◆ Provided records:
+++
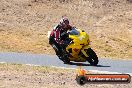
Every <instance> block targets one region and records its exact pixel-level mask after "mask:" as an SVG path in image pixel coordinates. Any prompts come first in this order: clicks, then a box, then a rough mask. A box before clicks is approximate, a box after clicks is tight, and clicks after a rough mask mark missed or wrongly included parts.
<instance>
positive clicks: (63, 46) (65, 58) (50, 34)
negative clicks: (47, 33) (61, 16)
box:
+++
◆ Assignment: Reproduce every row above word for word, leaving out the pictures.

◆ Response:
Every <instance> block targets one region and records its exact pixel-level mask after "mask:" as an SVG path in image pixel coordinates. Any prompts come first in this order: clicks, then a box, then a rough mask. A box before clicks is approximate, a box after clicks is tight, and clicks after a rough mask mark missed or wrongly included parts.
<instance>
positive clicks: (63, 46) (65, 58) (50, 34)
negative clicks: (47, 33) (61, 16)
box:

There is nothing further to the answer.